**Task prompt**
Output every record exactly, apart from its images.

.....

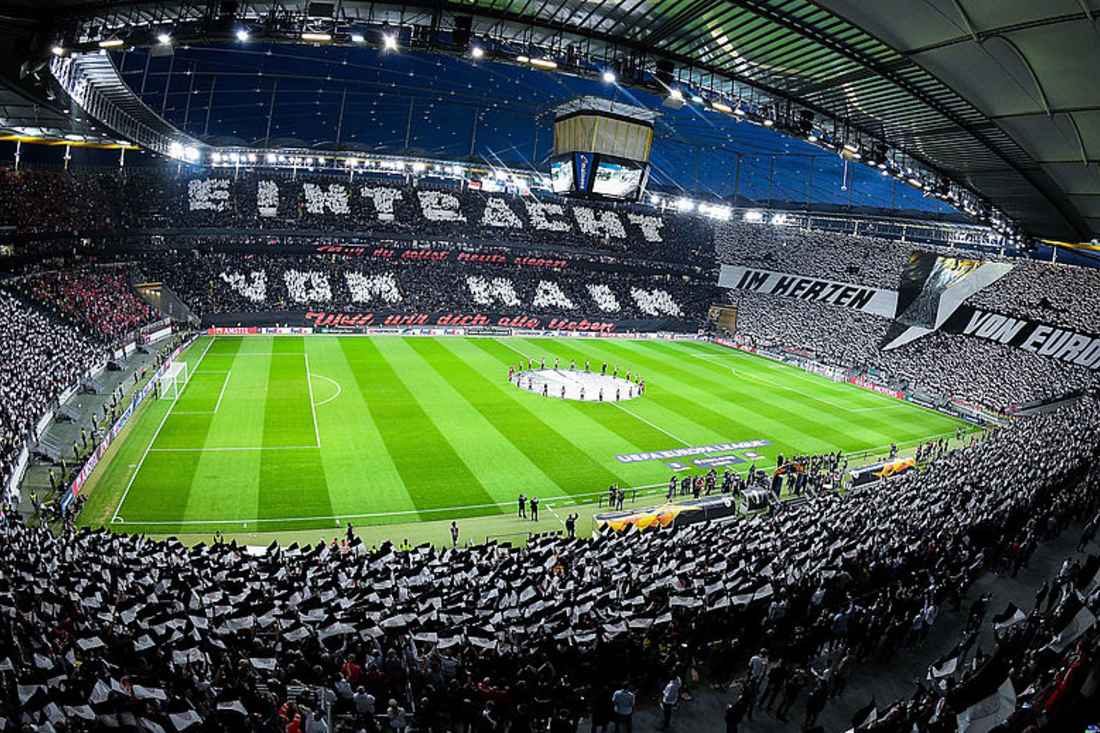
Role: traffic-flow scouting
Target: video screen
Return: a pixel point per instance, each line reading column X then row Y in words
column 617, row 181
column 561, row 176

.....

**Response to the task**
Role: traffic-flow scouting
Target: video screen
Return: a pixel point per instance, each line reading column X then row Y in words
column 617, row 181
column 561, row 176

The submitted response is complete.